##### SOURCE DATA #####

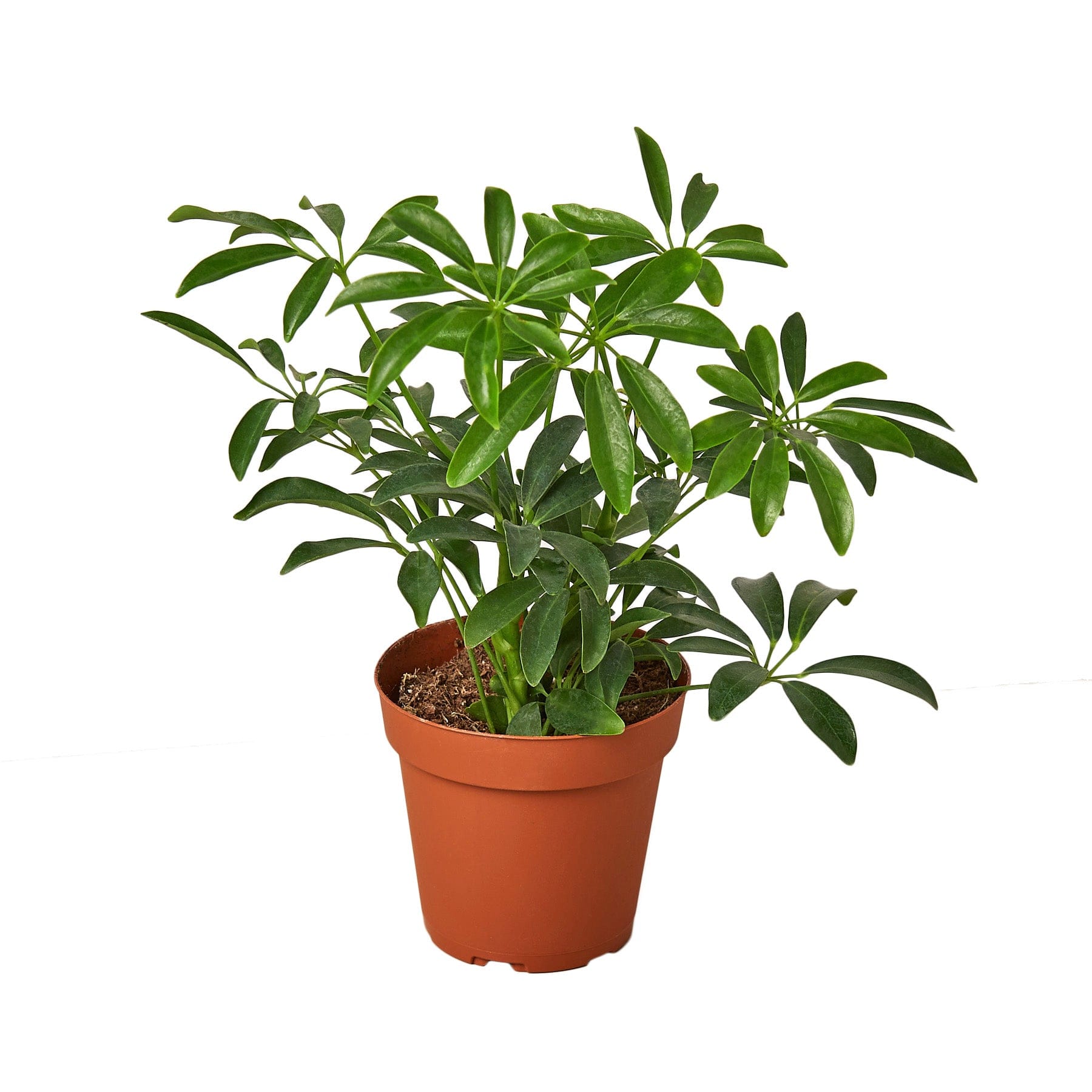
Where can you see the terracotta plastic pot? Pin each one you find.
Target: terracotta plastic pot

#####
##### SOURCE DATA #####

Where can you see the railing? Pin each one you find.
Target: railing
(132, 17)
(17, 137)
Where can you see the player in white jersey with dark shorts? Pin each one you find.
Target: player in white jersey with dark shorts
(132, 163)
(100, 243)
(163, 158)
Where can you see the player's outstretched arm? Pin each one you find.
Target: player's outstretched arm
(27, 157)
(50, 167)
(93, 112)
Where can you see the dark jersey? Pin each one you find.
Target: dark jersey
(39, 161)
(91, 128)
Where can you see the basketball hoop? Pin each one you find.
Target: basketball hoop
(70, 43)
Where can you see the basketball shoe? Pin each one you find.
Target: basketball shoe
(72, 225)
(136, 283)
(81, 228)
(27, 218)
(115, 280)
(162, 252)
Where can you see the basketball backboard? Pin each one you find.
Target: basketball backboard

#####
##### SOURCE DATA #####

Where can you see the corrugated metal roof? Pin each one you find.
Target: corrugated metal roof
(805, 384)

#####

Lines containing the word "backboard" are to be pulled from the records and copied.

▸ EXPECTED ANSWER:
Where can you see the basketball backboard? Pin each one you find.
Target: basketball backboard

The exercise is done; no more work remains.